▶ _Reading passage_:
▶

Here's a youtube video of Janko Tipsarevic hitting forehands. This guy has become my poster child for a classic modern forehand (thanks Ash). No frills, no extra motions, but all the necessary parts.

Frank Silbermann
10-18-2011, 03:50 AM
- The SW grip is also not a requirement for a modern forehand. You can use any grip from Eastern to Western and still generate the swing path. That said, SW is the most popular grip among the pros. It's probably the grip that best balances easy access to topspin, ability to hit low and high balls, and the ability to flatten it out when desired. If you're using Eastern now you can just keep using it. It will be easier to flatten out and low balls will be no problem. You'll really have to pronate your wrist to get the WW motion, but you can put a freakin' lot of topspin on the ball with that grip. My son uses an Eastern grip and he can hit hard-hit balls that will kick up to my head (no rainbow floaters here). Again, Dave Smith advocates starting with an Eastern. As you progress you will probably start moving your grip more Western naturally, but you don't have to.
I agree with everything else you wrote; the ability to hit from any stance is one reason it's so much easier to cover the court and to hit inside-out using forehands (as contrasted with one-handed backhands).

◀

▶ _What the task requires_:
In the forehand discussion, which grip does Dave Smith advocate starting with? The material placed after the text has no connection to it.

▶ _Information shown_:

▶

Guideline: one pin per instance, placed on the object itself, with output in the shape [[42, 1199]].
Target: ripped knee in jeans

◀

▶ _Output below_:
An Eastern grip.